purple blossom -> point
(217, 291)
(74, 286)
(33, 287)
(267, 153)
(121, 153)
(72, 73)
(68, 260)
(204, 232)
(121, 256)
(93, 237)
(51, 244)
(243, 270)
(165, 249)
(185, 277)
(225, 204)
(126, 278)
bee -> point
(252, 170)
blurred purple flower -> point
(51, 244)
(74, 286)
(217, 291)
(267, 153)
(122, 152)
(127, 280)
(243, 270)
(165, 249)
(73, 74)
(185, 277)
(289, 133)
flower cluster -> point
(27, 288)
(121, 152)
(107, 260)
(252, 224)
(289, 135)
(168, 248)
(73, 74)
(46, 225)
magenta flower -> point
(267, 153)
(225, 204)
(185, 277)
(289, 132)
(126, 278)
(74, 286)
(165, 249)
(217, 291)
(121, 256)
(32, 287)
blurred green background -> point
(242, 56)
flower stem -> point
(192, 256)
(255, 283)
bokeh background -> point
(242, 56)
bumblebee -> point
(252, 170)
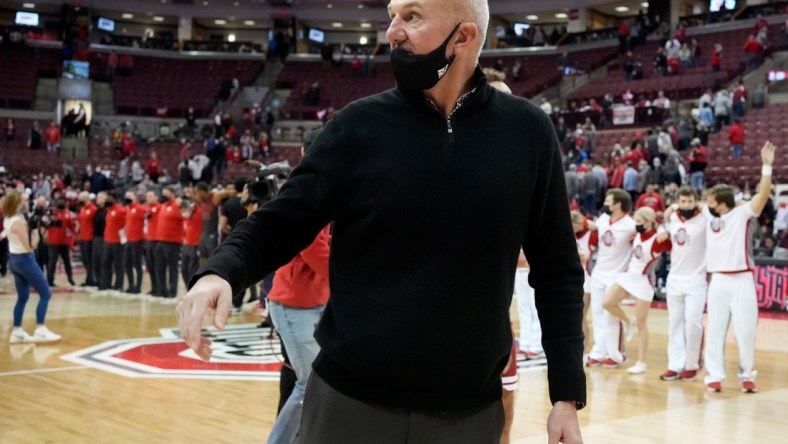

···

> HOW TO COMPLETE THIS TASK:
Copy each entry exactly as written. Images should not appear in the copy.

> PROBLEM SOLUTION:
purple blossom -> point
(217, 291)
(74, 286)
(33, 287)
(267, 153)
(121, 153)
(72, 73)
(68, 260)
(204, 232)
(121, 256)
(93, 237)
(51, 244)
(243, 270)
(165, 249)
(185, 277)
(225, 204)
(126, 278)
bee -> point
(252, 170)
blurred purple flower -> point
(51, 244)
(74, 286)
(217, 291)
(267, 153)
(122, 152)
(127, 280)
(243, 270)
(165, 249)
(73, 74)
(185, 277)
(289, 133)
flower cluster -> point
(27, 288)
(121, 152)
(107, 260)
(252, 224)
(289, 135)
(168, 248)
(73, 74)
(46, 225)
magenta flower -> point
(267, 153)
(225, 204)
(185, 277)
(289, 132)
(126, 278)
(74, 286)
(165, 249)
(217, 291)
(121, 256)
(32, 287)
blurred green background -> point
(242, 56)
flower stem -> point
(192, 256)
(255, 283)
bokeh background -> point
(242, 56)
bumblebee -> point
(252, 170)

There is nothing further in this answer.